━━━━━ Records for this exercise ━━━━━

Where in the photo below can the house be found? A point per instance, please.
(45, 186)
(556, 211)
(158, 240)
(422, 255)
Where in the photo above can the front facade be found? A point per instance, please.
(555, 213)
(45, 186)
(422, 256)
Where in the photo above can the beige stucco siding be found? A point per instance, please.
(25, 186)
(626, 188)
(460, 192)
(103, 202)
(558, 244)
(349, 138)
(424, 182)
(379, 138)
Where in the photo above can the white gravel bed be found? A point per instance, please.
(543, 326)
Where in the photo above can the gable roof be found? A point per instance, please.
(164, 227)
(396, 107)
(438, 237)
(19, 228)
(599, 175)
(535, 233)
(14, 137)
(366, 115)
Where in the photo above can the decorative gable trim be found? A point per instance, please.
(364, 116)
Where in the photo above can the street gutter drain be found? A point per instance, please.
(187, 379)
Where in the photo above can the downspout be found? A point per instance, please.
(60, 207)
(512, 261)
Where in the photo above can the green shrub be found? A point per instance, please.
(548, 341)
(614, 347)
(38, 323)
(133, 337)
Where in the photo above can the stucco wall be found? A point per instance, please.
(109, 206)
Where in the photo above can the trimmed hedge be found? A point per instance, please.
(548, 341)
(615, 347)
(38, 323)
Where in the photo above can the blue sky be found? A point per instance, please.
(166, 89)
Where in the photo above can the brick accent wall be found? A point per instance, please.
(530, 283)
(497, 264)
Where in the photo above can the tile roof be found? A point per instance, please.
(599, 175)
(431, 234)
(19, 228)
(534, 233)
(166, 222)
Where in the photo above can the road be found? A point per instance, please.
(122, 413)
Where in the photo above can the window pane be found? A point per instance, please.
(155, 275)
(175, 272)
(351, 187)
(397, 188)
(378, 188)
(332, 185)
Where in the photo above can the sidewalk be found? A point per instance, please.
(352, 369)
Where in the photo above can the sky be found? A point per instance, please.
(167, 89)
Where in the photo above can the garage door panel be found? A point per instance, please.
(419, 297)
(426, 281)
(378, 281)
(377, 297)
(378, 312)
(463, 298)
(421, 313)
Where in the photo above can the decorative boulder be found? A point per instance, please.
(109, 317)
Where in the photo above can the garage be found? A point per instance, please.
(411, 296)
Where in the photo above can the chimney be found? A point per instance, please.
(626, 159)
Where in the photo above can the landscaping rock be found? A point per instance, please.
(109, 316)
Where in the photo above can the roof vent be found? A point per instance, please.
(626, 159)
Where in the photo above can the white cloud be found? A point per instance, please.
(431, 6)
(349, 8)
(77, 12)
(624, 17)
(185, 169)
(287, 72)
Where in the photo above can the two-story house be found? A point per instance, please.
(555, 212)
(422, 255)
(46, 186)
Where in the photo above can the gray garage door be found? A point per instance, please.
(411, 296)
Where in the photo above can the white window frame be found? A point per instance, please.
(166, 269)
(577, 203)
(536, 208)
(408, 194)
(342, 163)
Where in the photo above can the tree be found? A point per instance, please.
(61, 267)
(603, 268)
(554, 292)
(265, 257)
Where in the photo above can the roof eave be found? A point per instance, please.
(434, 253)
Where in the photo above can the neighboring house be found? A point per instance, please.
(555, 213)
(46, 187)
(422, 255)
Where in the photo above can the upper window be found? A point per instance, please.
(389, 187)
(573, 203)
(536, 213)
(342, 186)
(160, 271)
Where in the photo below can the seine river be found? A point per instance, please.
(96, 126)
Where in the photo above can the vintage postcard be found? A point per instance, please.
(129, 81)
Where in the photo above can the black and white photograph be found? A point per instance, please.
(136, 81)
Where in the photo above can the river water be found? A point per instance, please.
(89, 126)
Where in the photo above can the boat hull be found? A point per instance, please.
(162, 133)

━━━━━

### What the exercise asks
All of the material above needs to be copied exactly.

### Written reply
Where in the photo below can the house be found? A point per instance, please.
(45, 186)
(556, 211)
(158, 240)
(422, 255)
Where in the photo above can the front facade be found? A point per instance, please.
(555, 213)
(45, 186)
(422, 256)
Where in the photo above can the beige stucco siding be found? A point per instance, please.
(25, 186)
(626, 188)
(460, 192)
(103, 202)
(558, 244)
(349, 138)
(424, 182)
(379, 138)
Where in the photo above can the white gravel bed be found? A point per instance, please.
(543, 326)
Where in the photo above can the gable roof be found? A point per instance, please.
(164, 227)
(396, 107)
(438, 237)
(19, 228)
(599, 175)
(535, 233)
(14, 137)
(366, 115)
Where in the photo above can the decorative gable trim be found? A point per instance, please.
(364, 116)
Where in the photo above can the street gutter drain be found? A point per instance, please.
(187, 379)
Where in the photo above can the downspout be found? A point per instance, please.
(60, 207)
(512, 261)
Where in the photo above can the green shrub be found? A point per instance, please.
(548, 341)
(614, 347)
(38, 323)
(133, 337)
Where in the photo above can the stucco wall be found? A point per instance, please.
(109, 206)
Where in the photo above can the trimmed hedge be found? A point per instance, please.
(548, 341)
(615, 347)
(38, 323)
Where in the photo above can the blue sky be found? A point per instance, please.
(166, 89)
Where in the photo above can the brick accent wall be found? A point per instance, please.
(530, 283)
(497, 264)
Where in the photo above can the tile roof be found? A point per instance, please.
(599, 175)
(431, 234)
(19, 228)
(534, 233)
(166, 222)
Where in the photo above can the road be found? A point per instance, please.
(122, 413)
Where in the photo above can the window pane be found? A point per instance, please.
(155, 275)
(175, 272)
(351, 187)
(397, 188)
(378, 188)
(332, 185)
Where in the photo above can the sidewalk be found? A point per instance, please.
(352, 369)
Where in the photo above can the sky be found? A point per instance, please.
(167, 89)
Where in the photo above can the garage door panel be found? A point per instance, please.
(419, 297)
(426, 281)
(378, 281)
(377, 297)
(378, 312)
(463, 298)
(421, 313)
Where in the photo above can the decorative boulder be found? A point per instance, please.
(109, 317)
Where in the photo above can the garage be found? A point per instance, please.
(411, 296)
Where in the photo above can the chimney be found? A point per instance, please.
(626, 159)
Where in the photo above can the landscaping rock be found? A point per instance, please.
(109, 316)
Where in the photo above can the roof vent be found? A point per instance, please.
(626, 159)
Where in the photo above can the white cloud be found? A point per instance, please.
(431, 6)
(349, 8)
(77, 12)
(624, 17)
(185, 169)
(287, 72)
Where in the photo above can the two-story house be found? A point per instance, please.
(555, 212)
(422, 255)
(46, 186)
Where in the photo above can the gray garage door be found? A point per instance, please.
(411, 296)
Where in the photo above can the white window frame be found? A point per instance, please.
(166, 269)
(577, 203)
(536, 208)
(408, 194)
(342, 163)
Where in the photo above can the tree be found? A point per instance, please.
(61, 267)
(603, 268)
(554, 292)
(265, 257)
Where in the photo above can the roof eave be found? A point per instance, please.
(434, 253)
Where in the photo above can the neighboring house be found? A point per instance, please.
(555, 213)
(46, 187)
(422, 255)
Where in the photo above can the upper window be found? A point per instance, please.
(389, 187)
(573, 203)
(536, 213)
(342, 186)
(160, 271)
Where in the photo below can the seine river be found? A point per instance, please.
(96, 126)
Where in the photo above can the vintage postcard be found? A point per instance, please.
(129, 81)
Where in the photo above can the black and white photograph be found? A point per instance, please.
(136, 81)
Where in the photo above can the river water be found? A point per instance, please.
(89, 126)
Where in the photo above can the boat hull be found? A point per instance, please.
(162, 133)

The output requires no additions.